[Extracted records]
※ ※ ※
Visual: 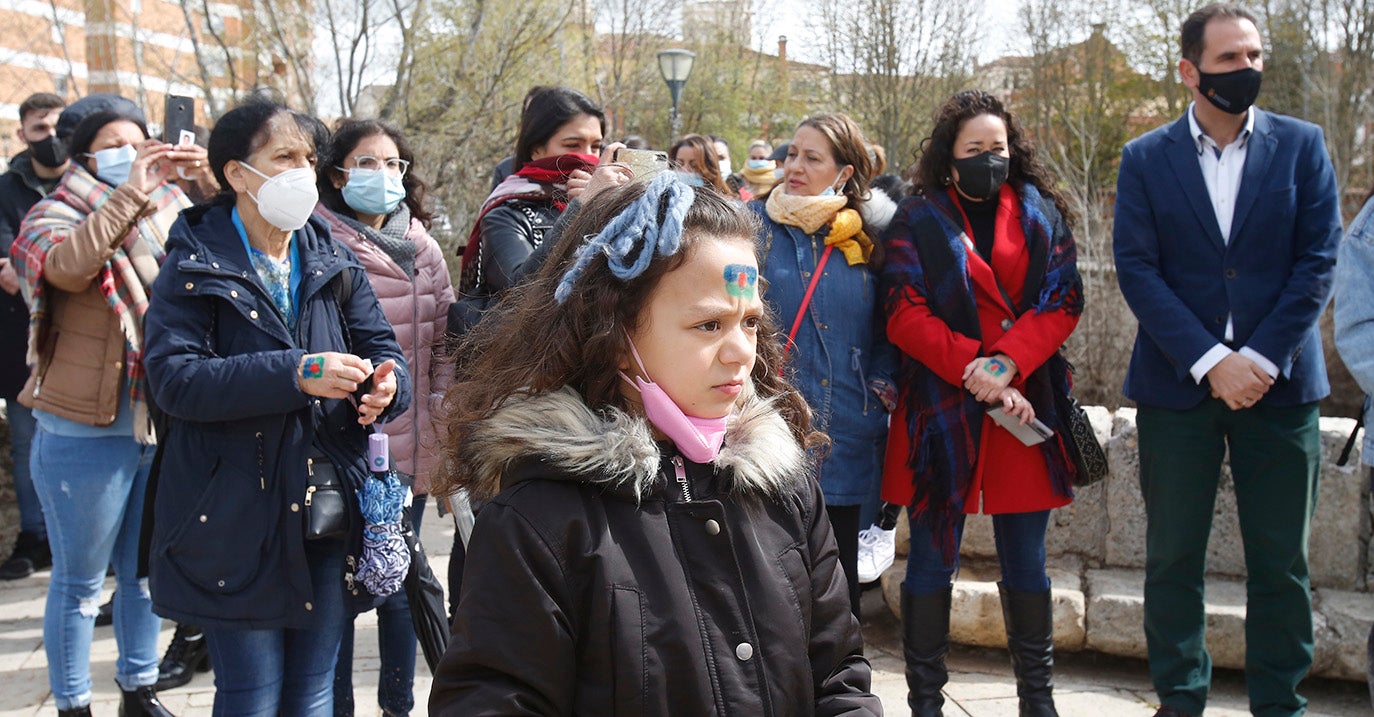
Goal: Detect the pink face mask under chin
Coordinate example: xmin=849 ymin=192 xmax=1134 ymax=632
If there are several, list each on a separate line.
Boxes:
xmin=620 ymin=337 xmax=728 ymax=463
※ ※ ※
Problem requirements
Please arrange every line of the rows above as a numbered list, skipping blank lines and leaving out the pictures.

Response to the exercise
1. Visual: 
2. Goal: Detect the pink face mask under chin
3. Coordinate example: xmin=849 ymin=192 xmax=1134 ymax=632
4. If there are several, list each on a separate line.
5. Boxes:
6. xmin=620 ymin=337 xmax=728 ymax=463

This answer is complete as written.